PROBLEM DETAILS:
The lines to extract begin at the line that contains "tag the woman's eyebrow" and run through the last line of the listing; reproduce them exactly, minus any pictures.

==== STORED DATA

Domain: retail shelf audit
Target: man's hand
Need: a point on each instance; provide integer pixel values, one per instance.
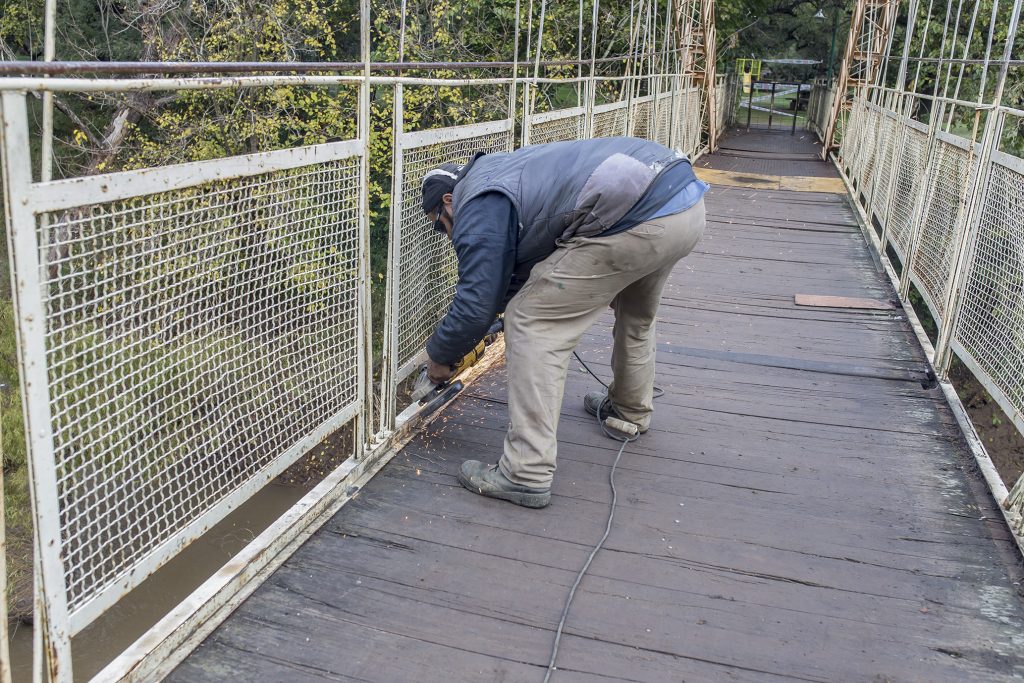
(438, 373)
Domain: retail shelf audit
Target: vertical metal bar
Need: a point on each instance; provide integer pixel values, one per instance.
(389, 357)
(514, 86)
(750, 104)
(4, 631)
(525, 83)
(30, 314)
(529, 89)
(796, 109)
(366, 370)
(49, 52)
(592, 94)
(580, 84)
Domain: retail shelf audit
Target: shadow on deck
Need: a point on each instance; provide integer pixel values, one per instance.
(803, 508)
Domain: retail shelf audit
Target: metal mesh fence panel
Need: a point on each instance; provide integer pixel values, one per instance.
(939, 228)
(609, 120)
(555, 126)
(887, 157)
(641, 125)
(911, 159)
(990, 330)
(194, 337)
(427, 268)
(869, 143)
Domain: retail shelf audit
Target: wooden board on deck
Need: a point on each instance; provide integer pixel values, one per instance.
(822, 301)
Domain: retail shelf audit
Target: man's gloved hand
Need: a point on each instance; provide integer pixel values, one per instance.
(438, 373)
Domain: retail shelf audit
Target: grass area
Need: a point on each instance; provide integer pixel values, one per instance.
(17, 509)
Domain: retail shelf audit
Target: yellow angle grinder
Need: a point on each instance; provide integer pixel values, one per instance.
(432, 395)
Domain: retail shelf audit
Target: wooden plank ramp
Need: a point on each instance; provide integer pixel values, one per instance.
(803, 508)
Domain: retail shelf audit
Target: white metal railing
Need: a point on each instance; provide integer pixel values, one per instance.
(952, 211)
(187, 332)
(819, 107)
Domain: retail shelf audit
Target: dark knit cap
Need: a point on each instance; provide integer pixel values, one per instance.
(437, 182)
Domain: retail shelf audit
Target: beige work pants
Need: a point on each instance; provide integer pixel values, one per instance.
(564, 295)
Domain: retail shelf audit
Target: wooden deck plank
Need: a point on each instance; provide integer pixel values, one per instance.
(803, 508)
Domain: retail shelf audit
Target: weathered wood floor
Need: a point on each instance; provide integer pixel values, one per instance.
(804, 507)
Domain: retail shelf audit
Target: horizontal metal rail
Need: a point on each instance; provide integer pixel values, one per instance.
(216, 83)
(172, 68)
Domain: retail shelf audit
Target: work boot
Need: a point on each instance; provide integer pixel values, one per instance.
(596, 400)
(488, 480)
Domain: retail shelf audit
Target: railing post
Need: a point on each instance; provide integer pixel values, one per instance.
(750, 103)
(975, 204)
(527, 110)
(389, 361)
(589, 114)
(366, 343)
(796, 109)
(51, 596)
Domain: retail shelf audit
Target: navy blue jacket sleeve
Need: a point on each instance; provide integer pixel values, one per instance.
(484, 240)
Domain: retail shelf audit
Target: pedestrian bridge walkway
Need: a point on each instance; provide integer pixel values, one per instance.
(804, 507)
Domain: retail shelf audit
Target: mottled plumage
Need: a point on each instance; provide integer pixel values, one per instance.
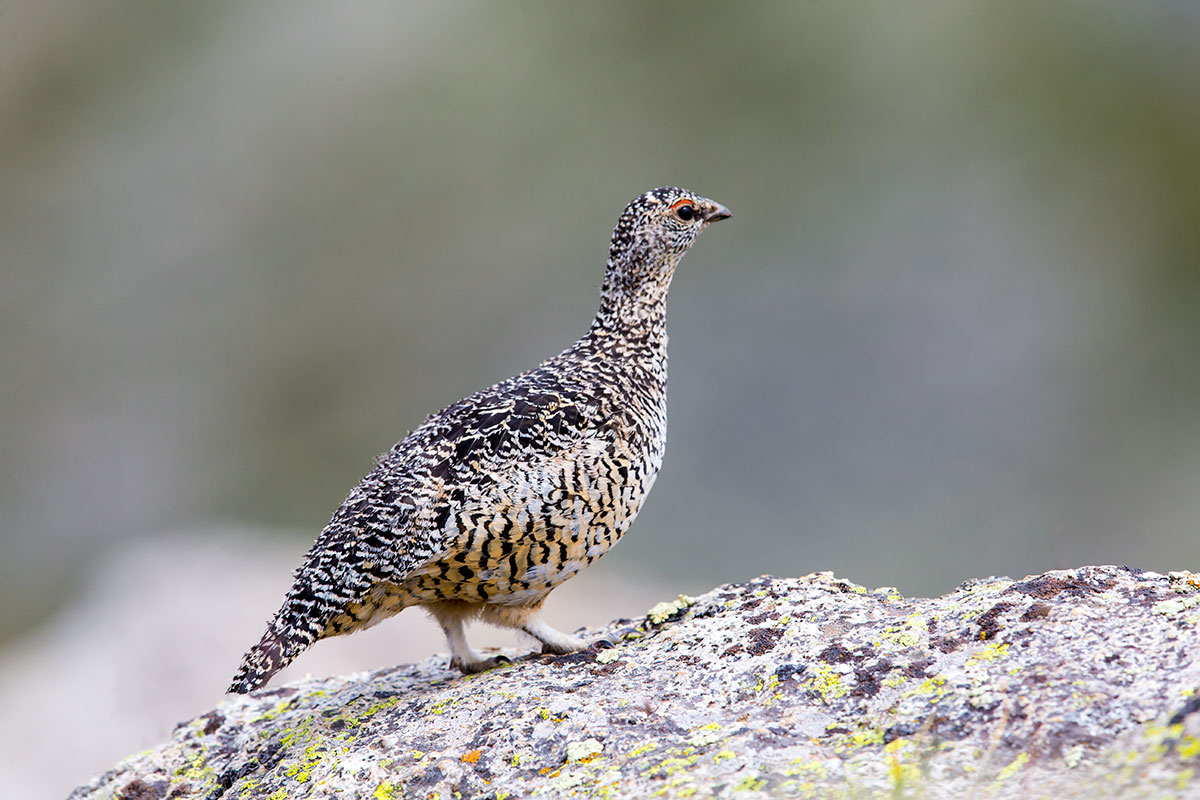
(498, 498)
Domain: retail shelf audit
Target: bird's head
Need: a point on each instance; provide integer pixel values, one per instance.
(651, 236)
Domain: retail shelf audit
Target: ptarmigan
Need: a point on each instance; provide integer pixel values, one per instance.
(501, 497)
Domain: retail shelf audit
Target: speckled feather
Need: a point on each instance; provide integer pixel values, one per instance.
(498, 498)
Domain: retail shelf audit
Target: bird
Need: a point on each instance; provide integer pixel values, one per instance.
(495, 500)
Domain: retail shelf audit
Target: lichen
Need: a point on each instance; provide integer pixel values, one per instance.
(666, 609)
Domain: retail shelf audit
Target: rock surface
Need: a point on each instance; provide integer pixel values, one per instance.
(1068, 684)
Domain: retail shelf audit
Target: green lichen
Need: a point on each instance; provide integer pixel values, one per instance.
(664, 611)
(912, 632)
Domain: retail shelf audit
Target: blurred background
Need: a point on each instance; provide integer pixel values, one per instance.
(951, 331)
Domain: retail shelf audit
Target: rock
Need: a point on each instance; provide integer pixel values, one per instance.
(1068, 684)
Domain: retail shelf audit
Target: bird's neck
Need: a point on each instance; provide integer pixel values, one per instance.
(634, 301)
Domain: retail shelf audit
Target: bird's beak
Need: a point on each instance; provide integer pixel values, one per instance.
(717, 211)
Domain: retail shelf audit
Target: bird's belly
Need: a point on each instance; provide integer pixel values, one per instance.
(531, 543)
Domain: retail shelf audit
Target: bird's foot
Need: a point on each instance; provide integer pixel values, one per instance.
(564, 643)
(477, 666)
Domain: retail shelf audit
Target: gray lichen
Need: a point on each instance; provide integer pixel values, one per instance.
(1057, 685)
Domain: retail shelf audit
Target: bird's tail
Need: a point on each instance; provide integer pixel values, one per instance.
(288, 635)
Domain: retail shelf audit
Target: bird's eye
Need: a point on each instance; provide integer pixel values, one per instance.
(685, 210)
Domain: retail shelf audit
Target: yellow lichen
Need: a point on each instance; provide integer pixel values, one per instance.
(993, 651)
(825, 681)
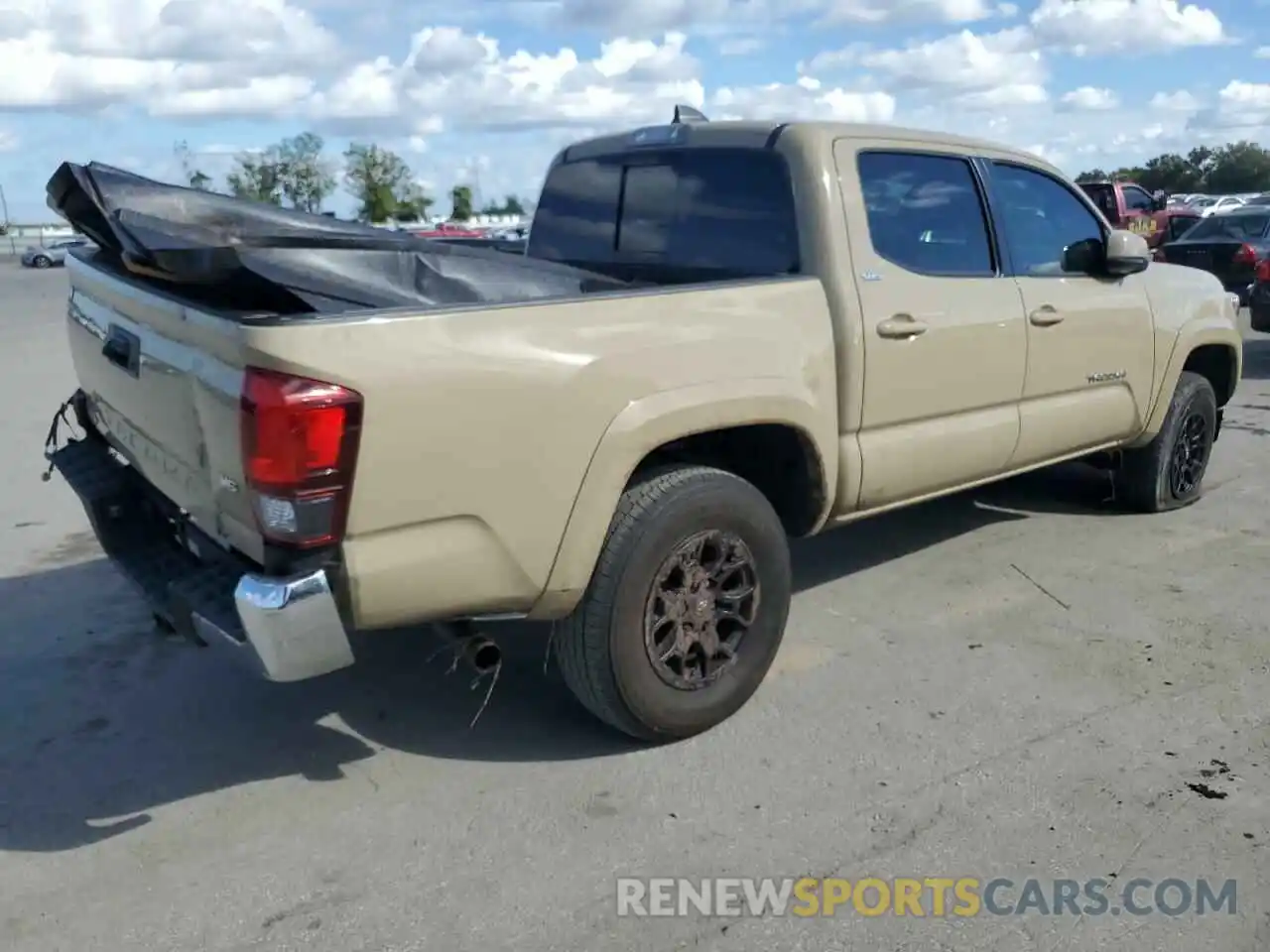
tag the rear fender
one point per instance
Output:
(1197, 333)
(656, 420)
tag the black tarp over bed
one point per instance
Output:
(253, 255)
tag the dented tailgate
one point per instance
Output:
(163, 382)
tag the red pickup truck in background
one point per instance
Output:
(1129, 206)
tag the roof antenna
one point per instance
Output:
(686, 114)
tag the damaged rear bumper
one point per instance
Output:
(285, 629)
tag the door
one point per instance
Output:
(944, 338)
(1089, 340)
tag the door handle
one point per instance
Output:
(1046, 316)
(902, 326)
(116, 352)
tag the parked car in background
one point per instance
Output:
(53, 254)
(1224, 203)
(1259, 298)
(1230, 245)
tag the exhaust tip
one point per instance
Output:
(484, 655)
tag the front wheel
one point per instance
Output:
(1169, 472)
(686, 608)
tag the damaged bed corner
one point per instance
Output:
(243, 255)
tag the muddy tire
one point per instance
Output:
(686, 608)
(1169, 472)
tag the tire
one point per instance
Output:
(601, 649)
(1146, 481)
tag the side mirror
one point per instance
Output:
(1125, 254)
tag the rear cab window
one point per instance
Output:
(671, 214)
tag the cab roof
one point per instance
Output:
(749, 134)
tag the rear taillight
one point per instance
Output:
(300, 440)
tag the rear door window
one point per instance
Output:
(1180, 223)
(699, 212)
(926, 213)
(1137, 199)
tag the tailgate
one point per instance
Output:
(163, 384)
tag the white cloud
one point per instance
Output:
(1179, 102)
(804, 98)
(1134, 27)
(99, 53)
(887, 10)
(1241, 108)
(1091, 99)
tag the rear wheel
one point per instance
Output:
(686, 610)
(1169, 472)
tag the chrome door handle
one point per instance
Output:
(1046, 316)
(902, 326)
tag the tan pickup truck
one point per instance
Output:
(721, 335)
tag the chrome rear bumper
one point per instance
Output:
(290, 629)
(284, 629)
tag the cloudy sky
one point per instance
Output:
(485, 90)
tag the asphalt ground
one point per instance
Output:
(1014, 683)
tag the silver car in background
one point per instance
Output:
(53, 254)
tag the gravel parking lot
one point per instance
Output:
(1016, 683)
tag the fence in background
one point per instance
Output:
(19, 238)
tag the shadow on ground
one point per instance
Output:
(100, 716)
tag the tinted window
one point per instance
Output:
(1040, 217)
(712, 212)
(1180, 223)
(925, 213)
(1233, 227)
(1103, 197)
(1135, 199)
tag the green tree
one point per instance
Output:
(258, 177)
(508, 206)
(1233, 168)
(307, 178)
(382, 184)
(461, 199)
(1171, 173)
(1238, 167)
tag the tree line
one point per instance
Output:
(1229, 169)
(298, 173)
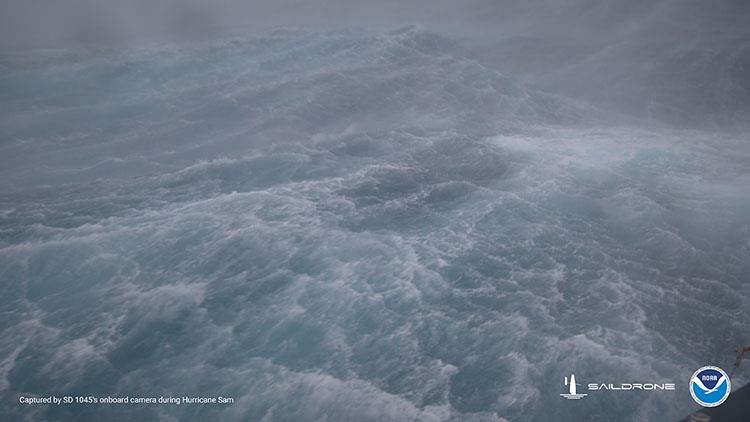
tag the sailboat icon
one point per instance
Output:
(572, 394)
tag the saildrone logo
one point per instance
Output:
(572, 393)
(710, 386)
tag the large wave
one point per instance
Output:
(352, 226)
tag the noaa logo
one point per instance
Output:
(710, 386)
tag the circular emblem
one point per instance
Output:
(710, 386)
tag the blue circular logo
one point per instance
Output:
(710, 386)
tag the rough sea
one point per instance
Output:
(353, 226)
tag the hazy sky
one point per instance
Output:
(33, 23)
(687, 59)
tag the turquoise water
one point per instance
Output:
(353, 226)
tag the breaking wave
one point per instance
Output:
(352, 226)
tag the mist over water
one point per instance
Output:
(370, 223)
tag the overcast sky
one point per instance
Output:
(43, 23)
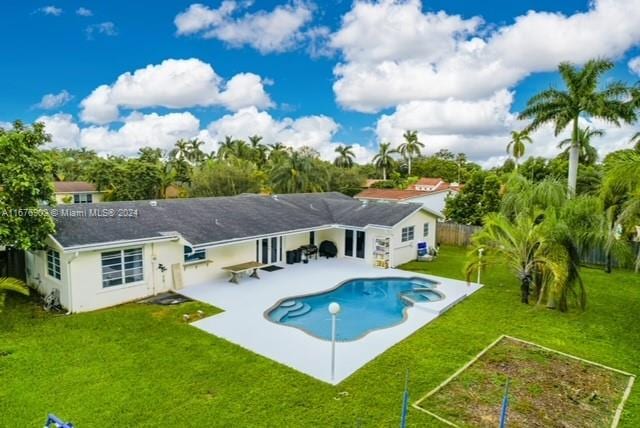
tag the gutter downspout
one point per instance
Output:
(69, 282)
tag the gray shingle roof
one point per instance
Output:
(210, 220)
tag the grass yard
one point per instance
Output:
(546, 389)
(140, 365)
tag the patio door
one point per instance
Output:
(269, 250)
(354, 243)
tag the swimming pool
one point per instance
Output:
(367, 304)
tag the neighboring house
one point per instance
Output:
(432, 193)
(76, 192)
(110, 253)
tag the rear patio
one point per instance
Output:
(244, 322)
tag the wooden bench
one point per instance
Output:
(238, 269)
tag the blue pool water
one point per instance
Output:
(366, 305)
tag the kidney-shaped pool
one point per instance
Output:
(367, 304)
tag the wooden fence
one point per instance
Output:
(460, 235)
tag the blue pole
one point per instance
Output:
(405, 402)
(505, 406)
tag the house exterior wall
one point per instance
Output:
(96, 197)
(81, 286)
(38, 278)
(403, 252)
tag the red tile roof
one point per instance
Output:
(390, 194)
(428, 181)
(73, 186)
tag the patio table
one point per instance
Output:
(236, 270)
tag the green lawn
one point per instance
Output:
(139, 365)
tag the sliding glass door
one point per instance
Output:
(269, 250)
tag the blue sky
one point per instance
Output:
(76, 46)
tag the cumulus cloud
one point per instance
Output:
(49, 10)
(138, 130)
(278, 30)
(174, 83)
(63, 130)
(83, 11)
(162, 131)
(634, 65)
(52, 101)
(105, 28)
(394, 53)
(317, 132)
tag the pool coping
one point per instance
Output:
(405, 314)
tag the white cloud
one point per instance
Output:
(63, 130)
(50, 10)
(314, 131)
(105, 28)
(278, 30)
(394, 53)
(174, 83)
(634, 65)
(141, 130)
(52, 101)
(83, 11)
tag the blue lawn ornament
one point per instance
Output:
(422, 248)
(57, 422)
(405, 402)
(505, 406)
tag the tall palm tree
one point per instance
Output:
(11, 284)
(345, 157)
(383, 159)
(636, 139)
(581, 98)
(587, 154)
(410, 147)
(516, 146)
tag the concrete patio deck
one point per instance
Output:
(244, 323)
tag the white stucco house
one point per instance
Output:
(76, 192)
(432, 193)
(104, 254)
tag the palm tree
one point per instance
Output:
(345, 157)
(621, 198)
(11, 284)
(517, 145)
(383, 158)
(410, 147)
(180, 151)
(581, 98)
(539, 250)
(194, 152)
(636, 139)
(587, 154)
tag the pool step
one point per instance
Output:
(305, 309)
(288, 310)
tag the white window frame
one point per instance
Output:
(123, 269)
(408, 234)
(53, 264)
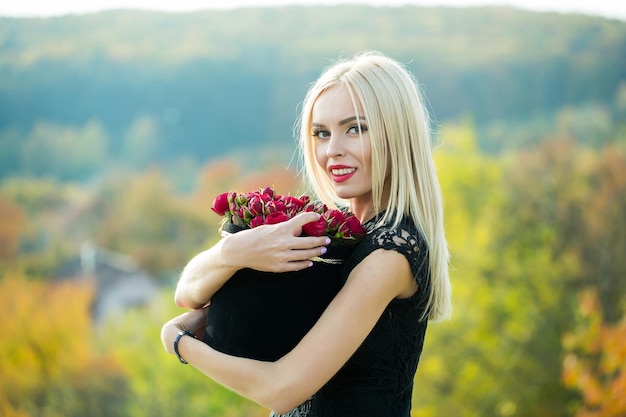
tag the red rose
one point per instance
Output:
(256, 221)
(220, 204)
(316, 228)
(276, 217)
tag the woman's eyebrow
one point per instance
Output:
(350, 119)
(360, 119)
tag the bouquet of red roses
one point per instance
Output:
(263, 315)
(253, 209)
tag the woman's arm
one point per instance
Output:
(271, 248)
(288, 382)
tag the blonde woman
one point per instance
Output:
(365, 138)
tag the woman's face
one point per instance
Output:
(337, 128)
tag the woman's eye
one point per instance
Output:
(357, 129)
(321, 134)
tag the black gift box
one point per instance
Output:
(263, 315)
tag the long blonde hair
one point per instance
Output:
(400, 137)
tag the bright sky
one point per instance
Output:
(607, 8)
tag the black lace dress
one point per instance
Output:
(377, 381)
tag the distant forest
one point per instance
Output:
(148, 87)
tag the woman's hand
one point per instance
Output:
(192, 320)
(269, 248)
(277, 247)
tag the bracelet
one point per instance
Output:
(181, 334)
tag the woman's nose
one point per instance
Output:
(335, 146)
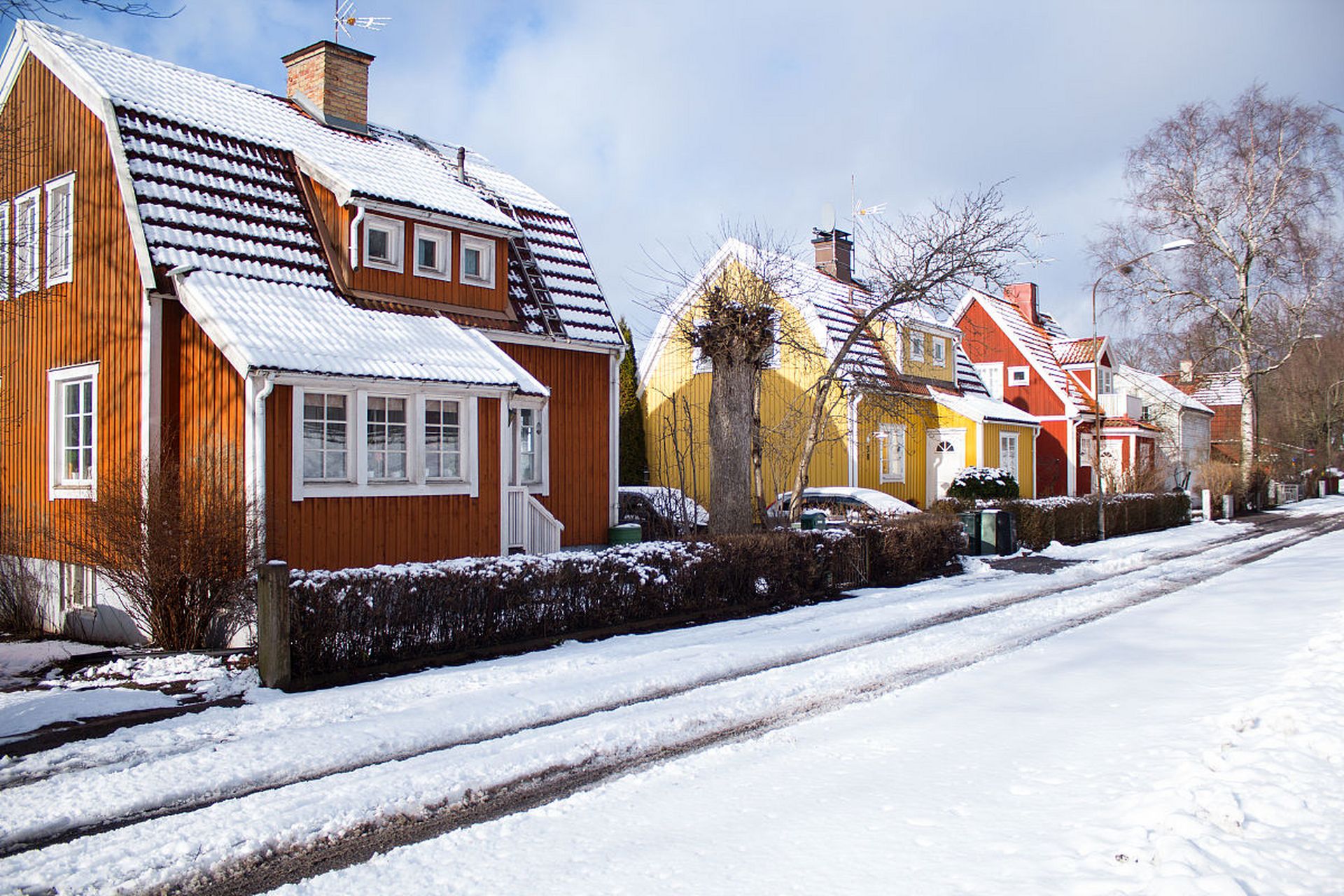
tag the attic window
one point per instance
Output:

========

THE RESULT:
tag the woman's eyebrow
one point per instance
Output:
(350, 119)
(360, 119)
tag the bouquet of red roses
one point per instance
Output:
(263, 315)
(253, 209)
tag the woman's arm
one point per instance
Output:
(271, 248)
(288, 382)
tag the blonde woman
one point per instance
Output:
(365, 138)
tag the woman's face
one point per instance
Output:
(337, 128)
tag the woman's eye
one point per instance
Output:
(357, 129)
(321, 134)
tag the black gift box
one point per instance
Output:
(263, 315)
tag the long blonde hair
one point per instance
Output:
(400, 137)
tag the bright sky
one point per instance
Output:
(607, 8)
tag the black lace dress
one point per instance
Output:
(377, 381)
tag the distant forest
one point per instance
Output:
(148, 87)
tag the woman's hand
one point per instance
Output:
(192, 320)
(269, 248)
(277, 247)
tag the bracelet
one point per instance
Output:
(181, 334)
tag the woman's nose
one point per instance
Output:
(335, 146)
tag the attic window
one point per instance
Output:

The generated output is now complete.